Consegna A: Riscrivi in forma più breve il paragrafo del brano che inizia con "Il momento più bello è stato", mantenendone i fatti principali.
Consegna B: Prosegui il brano sul salvataggio di Mediterranea e sulla Chiesa, partendo dal punto in cui si interrompe.

Brano di testo:
========================================================================
Il momento più bello è stato quello del salvataggio: vedere insieme le persone soccorse, provenienti da tanti Paesi diversi e scampate alla morte per ingiustizia (perché è l’ingiustizia che costringe le persone a intraprendere viaggi così pericolosi) grazie al fatto che i ragazzi e le ragazze di Mediterranea hanno scelto di opporsi all’ingiustizia e di mettersi in gioco in prima persona, mi ha mostrato che un mondo diverso è davvero possibile.

 

Tu incarni la “Chiesa ospedale da campo” sognata da Papa Francesco. Eppure nella Chiesa vi sono forti resistenze, non solo tra le gerarchie ma anche, in alcune parti, del laicato. Pensi che sia irreversibile la rivoluzione di Francesco?
========================================================================
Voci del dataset
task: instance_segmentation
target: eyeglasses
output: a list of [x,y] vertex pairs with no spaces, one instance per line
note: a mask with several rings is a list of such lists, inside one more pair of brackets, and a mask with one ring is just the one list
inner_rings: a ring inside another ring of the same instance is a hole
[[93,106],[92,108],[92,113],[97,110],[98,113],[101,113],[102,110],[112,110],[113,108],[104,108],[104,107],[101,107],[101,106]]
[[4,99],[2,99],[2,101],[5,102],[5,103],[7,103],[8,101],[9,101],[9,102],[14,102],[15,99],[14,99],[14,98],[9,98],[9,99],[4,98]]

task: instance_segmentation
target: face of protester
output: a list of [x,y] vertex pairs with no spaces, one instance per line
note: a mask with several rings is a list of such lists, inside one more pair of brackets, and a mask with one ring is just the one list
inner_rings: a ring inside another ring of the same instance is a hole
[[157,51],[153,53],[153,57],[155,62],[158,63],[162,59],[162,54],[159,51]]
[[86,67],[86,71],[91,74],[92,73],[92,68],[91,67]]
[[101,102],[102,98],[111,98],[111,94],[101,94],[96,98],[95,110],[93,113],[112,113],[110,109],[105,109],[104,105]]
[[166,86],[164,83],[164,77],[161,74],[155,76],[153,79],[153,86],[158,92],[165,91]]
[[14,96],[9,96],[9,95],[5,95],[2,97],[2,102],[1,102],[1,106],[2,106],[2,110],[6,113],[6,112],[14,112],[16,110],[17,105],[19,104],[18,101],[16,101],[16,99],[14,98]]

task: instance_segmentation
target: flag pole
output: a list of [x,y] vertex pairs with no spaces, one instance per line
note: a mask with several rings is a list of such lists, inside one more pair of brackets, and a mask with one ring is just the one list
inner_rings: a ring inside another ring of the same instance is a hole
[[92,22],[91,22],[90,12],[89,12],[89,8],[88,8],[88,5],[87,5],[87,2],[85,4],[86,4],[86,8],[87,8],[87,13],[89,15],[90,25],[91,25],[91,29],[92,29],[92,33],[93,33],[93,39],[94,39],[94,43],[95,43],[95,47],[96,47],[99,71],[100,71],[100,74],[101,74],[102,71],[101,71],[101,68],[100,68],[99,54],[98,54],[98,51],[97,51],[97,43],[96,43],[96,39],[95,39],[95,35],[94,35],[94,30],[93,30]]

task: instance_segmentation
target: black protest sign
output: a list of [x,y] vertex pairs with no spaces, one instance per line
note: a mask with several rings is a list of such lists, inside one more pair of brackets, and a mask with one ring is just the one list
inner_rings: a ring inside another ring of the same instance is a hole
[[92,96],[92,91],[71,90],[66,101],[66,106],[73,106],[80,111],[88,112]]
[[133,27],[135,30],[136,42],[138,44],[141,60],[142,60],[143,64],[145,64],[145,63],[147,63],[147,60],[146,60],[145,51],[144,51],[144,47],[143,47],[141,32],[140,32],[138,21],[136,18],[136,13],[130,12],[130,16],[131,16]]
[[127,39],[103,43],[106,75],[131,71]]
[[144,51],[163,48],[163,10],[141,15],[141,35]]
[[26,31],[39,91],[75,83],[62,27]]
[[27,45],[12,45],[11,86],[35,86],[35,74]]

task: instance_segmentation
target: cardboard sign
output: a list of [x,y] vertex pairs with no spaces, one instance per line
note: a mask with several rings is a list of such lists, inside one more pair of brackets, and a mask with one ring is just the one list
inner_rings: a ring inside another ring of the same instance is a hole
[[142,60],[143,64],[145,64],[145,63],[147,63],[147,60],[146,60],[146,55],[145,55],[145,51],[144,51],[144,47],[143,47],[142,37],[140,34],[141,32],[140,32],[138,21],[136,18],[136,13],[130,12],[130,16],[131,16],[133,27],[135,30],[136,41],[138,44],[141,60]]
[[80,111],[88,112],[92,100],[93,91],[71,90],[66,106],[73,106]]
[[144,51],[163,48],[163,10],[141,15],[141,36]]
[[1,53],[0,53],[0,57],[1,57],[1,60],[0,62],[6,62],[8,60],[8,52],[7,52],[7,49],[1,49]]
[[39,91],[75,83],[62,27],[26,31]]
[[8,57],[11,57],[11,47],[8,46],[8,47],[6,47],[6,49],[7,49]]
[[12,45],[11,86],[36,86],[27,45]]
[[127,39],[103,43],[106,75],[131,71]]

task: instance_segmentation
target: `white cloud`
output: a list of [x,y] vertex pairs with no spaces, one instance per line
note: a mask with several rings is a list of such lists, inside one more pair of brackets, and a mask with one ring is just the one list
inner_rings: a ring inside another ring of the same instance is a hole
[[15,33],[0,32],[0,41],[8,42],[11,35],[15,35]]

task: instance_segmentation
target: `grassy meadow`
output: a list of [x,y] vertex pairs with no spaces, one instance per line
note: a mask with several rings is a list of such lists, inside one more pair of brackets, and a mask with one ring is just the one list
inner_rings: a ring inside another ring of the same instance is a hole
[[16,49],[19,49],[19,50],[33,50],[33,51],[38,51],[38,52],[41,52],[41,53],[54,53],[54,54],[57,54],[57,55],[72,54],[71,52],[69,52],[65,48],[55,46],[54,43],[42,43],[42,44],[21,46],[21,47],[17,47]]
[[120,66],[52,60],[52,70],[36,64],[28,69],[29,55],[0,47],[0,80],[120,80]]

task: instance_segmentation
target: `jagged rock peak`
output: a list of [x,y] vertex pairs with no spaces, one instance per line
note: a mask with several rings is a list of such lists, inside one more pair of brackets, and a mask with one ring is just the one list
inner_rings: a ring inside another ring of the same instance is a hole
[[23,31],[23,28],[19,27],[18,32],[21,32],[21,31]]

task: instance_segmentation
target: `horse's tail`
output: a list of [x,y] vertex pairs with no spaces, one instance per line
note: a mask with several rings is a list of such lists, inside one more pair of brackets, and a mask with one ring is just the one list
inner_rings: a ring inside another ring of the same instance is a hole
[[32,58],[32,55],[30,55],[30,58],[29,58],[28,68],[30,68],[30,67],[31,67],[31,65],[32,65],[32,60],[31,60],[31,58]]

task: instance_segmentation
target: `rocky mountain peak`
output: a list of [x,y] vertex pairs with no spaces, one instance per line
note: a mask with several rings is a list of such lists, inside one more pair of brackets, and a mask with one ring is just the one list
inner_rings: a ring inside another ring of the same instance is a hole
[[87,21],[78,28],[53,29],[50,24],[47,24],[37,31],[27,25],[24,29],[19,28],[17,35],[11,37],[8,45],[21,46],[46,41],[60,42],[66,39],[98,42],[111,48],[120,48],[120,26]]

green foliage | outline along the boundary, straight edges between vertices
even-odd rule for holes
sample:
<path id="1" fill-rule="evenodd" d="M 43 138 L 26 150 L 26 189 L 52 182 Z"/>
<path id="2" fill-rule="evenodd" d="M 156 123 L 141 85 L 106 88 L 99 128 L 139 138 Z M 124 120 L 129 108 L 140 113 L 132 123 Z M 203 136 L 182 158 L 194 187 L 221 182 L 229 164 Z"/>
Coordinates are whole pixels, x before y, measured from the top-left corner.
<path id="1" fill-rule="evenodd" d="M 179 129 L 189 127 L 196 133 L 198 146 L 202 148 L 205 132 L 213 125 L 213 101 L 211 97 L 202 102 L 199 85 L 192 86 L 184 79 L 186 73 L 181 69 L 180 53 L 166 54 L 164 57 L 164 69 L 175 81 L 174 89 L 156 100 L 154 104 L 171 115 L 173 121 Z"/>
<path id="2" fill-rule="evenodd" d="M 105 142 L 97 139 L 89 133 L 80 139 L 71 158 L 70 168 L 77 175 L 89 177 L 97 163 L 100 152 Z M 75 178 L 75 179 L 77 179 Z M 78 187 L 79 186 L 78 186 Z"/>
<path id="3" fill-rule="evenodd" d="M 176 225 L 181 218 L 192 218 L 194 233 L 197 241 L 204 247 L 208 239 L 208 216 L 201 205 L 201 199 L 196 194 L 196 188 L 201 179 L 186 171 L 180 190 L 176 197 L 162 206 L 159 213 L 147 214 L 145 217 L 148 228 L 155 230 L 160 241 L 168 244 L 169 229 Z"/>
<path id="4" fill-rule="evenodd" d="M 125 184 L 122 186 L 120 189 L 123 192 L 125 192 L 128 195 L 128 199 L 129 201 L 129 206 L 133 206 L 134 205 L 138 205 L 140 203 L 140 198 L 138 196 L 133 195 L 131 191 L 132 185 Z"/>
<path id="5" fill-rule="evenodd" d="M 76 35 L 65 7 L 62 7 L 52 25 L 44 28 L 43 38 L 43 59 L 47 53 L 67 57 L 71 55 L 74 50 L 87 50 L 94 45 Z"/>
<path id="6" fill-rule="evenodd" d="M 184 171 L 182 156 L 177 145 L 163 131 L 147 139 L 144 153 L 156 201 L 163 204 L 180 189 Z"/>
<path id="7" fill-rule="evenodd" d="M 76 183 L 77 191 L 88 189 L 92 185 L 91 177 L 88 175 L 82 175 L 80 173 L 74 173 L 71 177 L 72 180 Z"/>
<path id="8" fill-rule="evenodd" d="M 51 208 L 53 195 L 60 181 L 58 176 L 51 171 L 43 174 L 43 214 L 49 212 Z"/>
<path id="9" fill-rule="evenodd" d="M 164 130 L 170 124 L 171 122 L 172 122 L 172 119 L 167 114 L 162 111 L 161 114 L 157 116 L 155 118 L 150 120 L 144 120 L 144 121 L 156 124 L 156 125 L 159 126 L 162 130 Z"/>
========================================================================
Risposta all'esercizio A: Il momento più bello è stato il salvataggio. Le persone soccorse venivano da molti Paesi ed erano scampate alla morte causata dall'ingiustizia, che costringe a viaggi così pericolosi. Si sono salvate perché i ragazzi e le ragazze di Mediterranea hanno scelto di opporsi all'ingiustizia in prima persona. Vederle insieme ha mostrato che un mondo diverso è davvero possibile.

Risposta all'esercizio B:
Ti ringrazio per questa definizione: spero di essere davvero in grado di incarnare la Chiesa ospedale da campo”, ma so che non faccio quanto dovrei per riuscirci. Ci sono tanti preti e tanti cristiani e cristiane che comunque lo fanno molto meglio di me. La rivoluzione di Francesco spero sia irreversibile, perché significa una maggiore fedeltà al Vangelo. Papa Francesco non sta facendo altro che aiutare la Chiesa ad essere più fedele a Gesù. Tornare indietro rispetto a quello che lui sta facendo significherebbe tradire il Vangelo. Ho fiducia che andremo avanti anche perché ci sono tanti vescovi, tra cui il mio (Erio Castellucci), Matteo Zuppi, Corrado Lorefice, Paolo Lojudice, Jean-Claude Hollerich e tantissimi altri (non li cito tutti, perché sarebbe un elenco davvero lungo) che sono perfettamente inseriti in questo cammino. E ci sono tante donne e uomini nella Chiesa che vivono con autenticità il Vangelo e seguono il cammino che Francesco sta tracciando. Ho conosciuto alcune persone, tra cui Giulia Ognibene e Manuela Di Grazia che cito nel libro, che mi hanno mostrato che nella Chiesa, in mezzo a resistenze e difficoltà, ci sarà sempre anche chi vive con fedeltà il Vangelo.

 

Ultima domanda: Stiamo vivendo un periodo terribile: quello della pandemia da Coronavirus. Il futuro sarà difficilissimo. Le difficoltà economiche saranno gravi. Cosa vedi all’orizzonte : nuovi conflitti tra poveri oppure, invece, una possibile rinascita nel segno della solidarietà?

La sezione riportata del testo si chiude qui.